Given instruction A> Read the forum thread below about cudaMallocPitch() and decide whether each statement agrees with it: (i) the reply says a loop is required in the kernel; (ii) the reply calls the line that gets a pointer to the start of a row the important part; (iii) the reply says the runtime API documentation gives only that line of code as an example. Answer yes or no for each and quote the words of the thread that decide it.

:: Extract to read ::

I don't understand the the code in documentation of cudaMallocPitch() function

// Host code 
int width = 64, height = 64; 
float* devPtr; 
size_t pitch; 
cudaMallocPitch(&devPtr, &pitch, 
                width * sizeof(float), height); 
MyKernel<<<100, 512>>>(devPtr, pitch, width, height);

 // Device code
__global__ void MyKernel(float* devPtr, 
                         size_t pitch, int width, int height) 
{ 
    for (int r = 0; r < height; ++r) { 
       float* row = (float*)((char*)devPtr + r * pitch); 
       for (int c = 0; c < width; ++c) { 
          float element = row[c]; 
       } 
     } 
}

I don’t understand we have already used GPU, why use loop in kernel function ?
Can anyone help me, thank you very much !

You don’t have to use a loop. The loop is not the important part there. The important part there is this line:

float* row = (float*)((char*)devPtr + r * pitch);

which demonstrates how to get a pointer to the first element of a row in a pitched allocation.

If you review the runtime API documentation for cudaMallocPitch:

http://docs.nvidia.com/cuda/cuda-runtime-api/group__CUDART__MEMORY.html#group__CUDART__MEMORY_1g32bd7a39135594788a542ae72217775c

you will see that only that line of code is given as an example.

Thank you very much!

:::
:: Records for processing ::

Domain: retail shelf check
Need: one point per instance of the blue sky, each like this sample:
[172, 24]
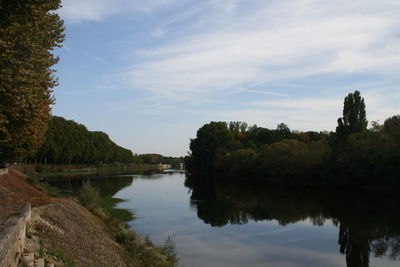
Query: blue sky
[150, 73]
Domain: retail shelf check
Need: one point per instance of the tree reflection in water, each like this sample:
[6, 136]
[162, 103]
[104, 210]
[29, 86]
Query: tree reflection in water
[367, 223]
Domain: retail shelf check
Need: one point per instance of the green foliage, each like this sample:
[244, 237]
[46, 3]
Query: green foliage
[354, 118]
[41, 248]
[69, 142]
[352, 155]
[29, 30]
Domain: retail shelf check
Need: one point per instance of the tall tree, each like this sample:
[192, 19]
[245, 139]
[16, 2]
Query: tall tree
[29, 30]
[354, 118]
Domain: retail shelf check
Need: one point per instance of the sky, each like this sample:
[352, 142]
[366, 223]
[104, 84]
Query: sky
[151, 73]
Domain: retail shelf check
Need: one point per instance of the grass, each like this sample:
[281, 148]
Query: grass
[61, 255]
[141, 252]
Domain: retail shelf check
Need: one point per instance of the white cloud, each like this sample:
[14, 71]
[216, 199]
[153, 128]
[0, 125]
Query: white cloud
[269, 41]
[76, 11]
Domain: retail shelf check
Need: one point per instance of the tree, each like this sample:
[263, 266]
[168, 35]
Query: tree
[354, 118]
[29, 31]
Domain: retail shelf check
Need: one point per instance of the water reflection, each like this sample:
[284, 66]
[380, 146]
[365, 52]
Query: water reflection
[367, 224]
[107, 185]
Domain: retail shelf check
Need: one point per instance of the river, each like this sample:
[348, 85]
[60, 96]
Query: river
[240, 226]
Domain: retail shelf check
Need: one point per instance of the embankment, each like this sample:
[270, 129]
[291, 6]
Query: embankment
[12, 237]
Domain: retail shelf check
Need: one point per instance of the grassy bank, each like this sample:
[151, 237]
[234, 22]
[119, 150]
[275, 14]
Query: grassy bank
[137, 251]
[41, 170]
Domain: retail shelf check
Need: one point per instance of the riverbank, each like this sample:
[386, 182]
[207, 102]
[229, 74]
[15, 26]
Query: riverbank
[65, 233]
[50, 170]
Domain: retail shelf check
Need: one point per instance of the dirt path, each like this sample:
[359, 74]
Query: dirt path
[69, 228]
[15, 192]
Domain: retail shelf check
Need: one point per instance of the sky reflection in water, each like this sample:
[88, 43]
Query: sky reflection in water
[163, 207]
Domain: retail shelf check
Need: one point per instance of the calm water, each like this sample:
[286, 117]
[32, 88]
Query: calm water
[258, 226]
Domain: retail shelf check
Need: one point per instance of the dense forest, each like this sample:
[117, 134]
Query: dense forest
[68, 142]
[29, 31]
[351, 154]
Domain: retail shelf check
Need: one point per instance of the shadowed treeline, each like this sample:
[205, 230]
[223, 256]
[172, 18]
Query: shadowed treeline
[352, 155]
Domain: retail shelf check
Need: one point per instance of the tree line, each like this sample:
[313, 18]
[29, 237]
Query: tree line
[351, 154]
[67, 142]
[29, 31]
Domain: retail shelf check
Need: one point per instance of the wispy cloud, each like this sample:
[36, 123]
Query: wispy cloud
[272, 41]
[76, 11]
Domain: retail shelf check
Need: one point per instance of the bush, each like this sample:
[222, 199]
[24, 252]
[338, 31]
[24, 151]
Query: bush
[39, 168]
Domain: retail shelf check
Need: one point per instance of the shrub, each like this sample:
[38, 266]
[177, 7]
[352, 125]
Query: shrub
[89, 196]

:::
:: Records for processing ::

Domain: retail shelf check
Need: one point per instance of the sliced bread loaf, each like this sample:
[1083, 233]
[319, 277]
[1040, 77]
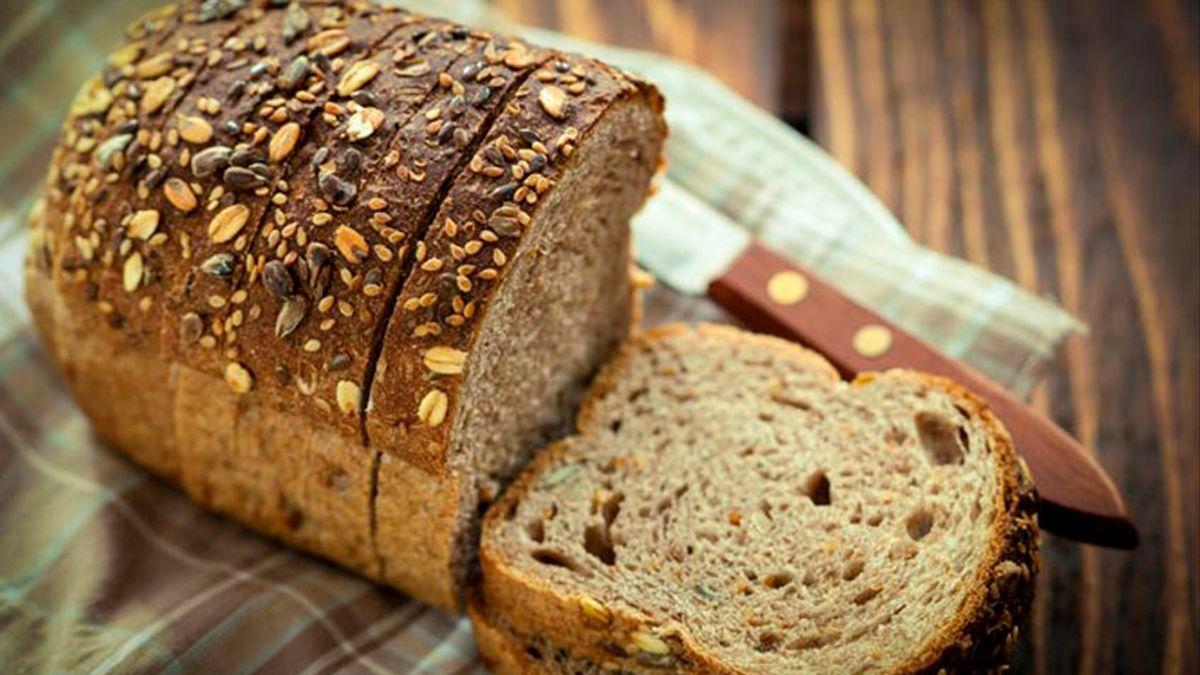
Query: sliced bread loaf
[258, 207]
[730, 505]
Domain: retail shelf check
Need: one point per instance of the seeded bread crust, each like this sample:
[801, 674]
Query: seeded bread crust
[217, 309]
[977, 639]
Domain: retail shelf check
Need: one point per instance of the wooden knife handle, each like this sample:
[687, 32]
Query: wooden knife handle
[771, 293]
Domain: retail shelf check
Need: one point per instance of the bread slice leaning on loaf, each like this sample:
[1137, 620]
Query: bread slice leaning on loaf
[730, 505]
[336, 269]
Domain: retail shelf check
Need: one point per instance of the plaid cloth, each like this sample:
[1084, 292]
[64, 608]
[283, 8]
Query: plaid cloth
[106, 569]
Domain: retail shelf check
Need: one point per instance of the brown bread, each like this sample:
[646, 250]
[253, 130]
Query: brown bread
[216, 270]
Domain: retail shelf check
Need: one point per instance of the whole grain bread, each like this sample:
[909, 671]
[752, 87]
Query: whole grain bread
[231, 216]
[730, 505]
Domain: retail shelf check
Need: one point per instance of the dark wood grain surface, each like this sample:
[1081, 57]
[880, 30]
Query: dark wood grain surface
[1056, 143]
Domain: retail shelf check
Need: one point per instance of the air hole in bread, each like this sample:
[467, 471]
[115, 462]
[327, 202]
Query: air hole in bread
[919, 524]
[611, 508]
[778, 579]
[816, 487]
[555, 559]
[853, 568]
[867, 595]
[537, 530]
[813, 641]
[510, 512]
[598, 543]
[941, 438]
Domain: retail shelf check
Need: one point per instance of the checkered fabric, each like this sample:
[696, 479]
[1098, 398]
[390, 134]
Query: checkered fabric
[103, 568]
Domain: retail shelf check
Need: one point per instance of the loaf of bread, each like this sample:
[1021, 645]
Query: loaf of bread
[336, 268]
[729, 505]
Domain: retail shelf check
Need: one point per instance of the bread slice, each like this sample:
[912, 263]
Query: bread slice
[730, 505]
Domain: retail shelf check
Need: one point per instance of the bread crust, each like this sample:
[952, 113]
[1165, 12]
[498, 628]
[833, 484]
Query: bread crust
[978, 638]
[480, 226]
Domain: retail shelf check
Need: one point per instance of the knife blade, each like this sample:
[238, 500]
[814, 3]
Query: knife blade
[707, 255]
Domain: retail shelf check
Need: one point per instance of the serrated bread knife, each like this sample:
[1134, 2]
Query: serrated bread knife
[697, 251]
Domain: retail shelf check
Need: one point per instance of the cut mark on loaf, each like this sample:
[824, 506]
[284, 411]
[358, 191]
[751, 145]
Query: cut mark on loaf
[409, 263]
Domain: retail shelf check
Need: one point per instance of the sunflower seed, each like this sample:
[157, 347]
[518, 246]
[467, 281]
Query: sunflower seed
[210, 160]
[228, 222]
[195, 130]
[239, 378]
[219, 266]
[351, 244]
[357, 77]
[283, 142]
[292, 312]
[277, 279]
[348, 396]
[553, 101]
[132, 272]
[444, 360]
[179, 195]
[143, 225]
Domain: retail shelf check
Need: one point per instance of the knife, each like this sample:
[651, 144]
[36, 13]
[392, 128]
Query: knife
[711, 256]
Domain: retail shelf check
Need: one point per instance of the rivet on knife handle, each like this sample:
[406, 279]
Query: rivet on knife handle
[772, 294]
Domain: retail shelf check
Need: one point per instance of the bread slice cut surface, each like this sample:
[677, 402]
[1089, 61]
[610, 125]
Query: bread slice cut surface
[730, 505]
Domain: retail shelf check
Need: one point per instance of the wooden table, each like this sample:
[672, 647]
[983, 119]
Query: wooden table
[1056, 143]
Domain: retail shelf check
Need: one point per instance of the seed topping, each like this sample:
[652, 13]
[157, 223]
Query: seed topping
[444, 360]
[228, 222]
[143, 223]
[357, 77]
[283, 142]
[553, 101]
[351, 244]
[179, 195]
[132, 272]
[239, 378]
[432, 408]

:::
:: Records for processing ::

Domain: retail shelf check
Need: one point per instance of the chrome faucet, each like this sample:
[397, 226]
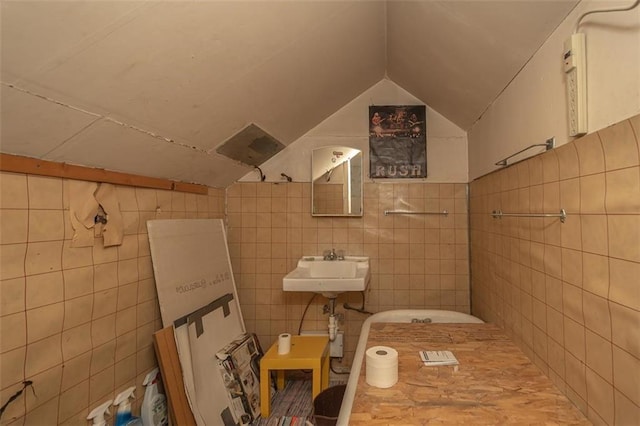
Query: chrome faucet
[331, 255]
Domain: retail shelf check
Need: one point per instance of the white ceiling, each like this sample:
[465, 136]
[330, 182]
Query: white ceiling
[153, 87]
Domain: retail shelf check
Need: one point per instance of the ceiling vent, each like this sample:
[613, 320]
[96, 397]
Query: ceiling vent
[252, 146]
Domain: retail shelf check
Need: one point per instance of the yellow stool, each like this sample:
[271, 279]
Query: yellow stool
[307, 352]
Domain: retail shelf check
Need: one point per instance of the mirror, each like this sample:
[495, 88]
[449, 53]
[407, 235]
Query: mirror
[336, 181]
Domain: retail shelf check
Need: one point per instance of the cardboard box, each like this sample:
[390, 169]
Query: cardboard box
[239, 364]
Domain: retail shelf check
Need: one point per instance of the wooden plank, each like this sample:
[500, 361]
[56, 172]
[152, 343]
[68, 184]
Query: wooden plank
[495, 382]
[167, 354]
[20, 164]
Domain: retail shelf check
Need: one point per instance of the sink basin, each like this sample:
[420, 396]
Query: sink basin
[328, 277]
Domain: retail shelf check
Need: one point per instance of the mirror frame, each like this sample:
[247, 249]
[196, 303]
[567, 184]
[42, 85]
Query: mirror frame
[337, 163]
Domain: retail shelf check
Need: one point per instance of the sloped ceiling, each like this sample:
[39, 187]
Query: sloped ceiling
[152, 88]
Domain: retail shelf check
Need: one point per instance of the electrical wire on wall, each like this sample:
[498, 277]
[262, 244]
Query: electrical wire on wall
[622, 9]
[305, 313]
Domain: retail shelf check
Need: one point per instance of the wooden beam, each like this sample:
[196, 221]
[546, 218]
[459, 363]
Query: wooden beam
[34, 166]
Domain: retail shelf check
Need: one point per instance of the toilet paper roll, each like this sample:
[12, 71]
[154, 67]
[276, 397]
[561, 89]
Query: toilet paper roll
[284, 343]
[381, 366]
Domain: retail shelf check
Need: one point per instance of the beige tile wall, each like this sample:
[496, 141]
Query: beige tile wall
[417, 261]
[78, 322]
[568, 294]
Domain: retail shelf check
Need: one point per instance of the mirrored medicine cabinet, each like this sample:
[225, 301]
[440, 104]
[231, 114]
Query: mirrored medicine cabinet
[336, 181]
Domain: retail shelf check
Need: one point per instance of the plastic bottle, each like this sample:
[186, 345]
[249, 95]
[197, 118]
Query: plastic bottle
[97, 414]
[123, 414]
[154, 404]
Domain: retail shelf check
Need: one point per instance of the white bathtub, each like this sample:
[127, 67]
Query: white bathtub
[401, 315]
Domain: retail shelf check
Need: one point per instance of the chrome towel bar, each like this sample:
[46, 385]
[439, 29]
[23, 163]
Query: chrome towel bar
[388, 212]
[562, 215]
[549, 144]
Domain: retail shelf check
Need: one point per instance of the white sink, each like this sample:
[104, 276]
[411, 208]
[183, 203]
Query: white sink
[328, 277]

:::

Given instruction B> How many lines of the records contain the string "foliage"? Case counts. Give only the number.

Right answer A>
(i) No: "You don’t have to use a loop."
(ii) Yes: "The important part there is this line:"
(iii) Yes: "you will see that only that line of code is given as an example."

Right answer B> 2